* **WORK ITEM**
Search the listing for the word "walking". Copy every line where it is found.
GIVEN DATA section start
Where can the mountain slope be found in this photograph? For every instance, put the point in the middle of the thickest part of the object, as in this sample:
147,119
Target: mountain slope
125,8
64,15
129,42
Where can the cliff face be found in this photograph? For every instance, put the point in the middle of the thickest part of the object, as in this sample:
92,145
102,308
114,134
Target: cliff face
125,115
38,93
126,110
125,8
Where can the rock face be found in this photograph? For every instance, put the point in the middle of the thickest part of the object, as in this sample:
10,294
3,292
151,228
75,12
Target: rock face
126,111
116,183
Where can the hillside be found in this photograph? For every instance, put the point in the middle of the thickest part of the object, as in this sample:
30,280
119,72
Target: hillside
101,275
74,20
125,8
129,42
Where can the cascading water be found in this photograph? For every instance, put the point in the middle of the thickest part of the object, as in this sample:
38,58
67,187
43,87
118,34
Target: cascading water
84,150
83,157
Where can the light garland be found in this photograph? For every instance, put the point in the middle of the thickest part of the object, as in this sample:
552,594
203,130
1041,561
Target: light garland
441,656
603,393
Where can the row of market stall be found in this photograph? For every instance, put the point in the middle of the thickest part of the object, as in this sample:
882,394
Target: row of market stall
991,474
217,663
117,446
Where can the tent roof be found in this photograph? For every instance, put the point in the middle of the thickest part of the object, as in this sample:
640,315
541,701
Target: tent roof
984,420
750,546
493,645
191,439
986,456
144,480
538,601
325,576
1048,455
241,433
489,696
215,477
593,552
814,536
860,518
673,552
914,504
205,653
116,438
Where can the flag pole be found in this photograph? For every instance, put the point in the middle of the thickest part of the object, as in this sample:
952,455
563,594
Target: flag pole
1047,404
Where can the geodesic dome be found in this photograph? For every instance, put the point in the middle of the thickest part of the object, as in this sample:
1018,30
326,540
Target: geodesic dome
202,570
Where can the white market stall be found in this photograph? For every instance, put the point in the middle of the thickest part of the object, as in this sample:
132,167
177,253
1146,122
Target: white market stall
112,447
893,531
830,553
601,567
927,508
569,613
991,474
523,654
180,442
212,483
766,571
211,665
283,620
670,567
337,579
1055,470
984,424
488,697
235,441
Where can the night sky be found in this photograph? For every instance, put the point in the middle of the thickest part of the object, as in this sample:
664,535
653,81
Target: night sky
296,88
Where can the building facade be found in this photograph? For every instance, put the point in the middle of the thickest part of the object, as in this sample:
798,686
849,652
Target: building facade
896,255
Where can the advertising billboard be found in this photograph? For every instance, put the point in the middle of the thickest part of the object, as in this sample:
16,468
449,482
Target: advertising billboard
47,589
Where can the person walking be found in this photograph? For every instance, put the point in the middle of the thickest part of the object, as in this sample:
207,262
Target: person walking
GIVEN DATA section end
* **EXERCISE RESULT**
Where can the person walking be found in this photograph? For every instance, put the point in the middle of the thickest part of the object, as in this sample:
Target: person walking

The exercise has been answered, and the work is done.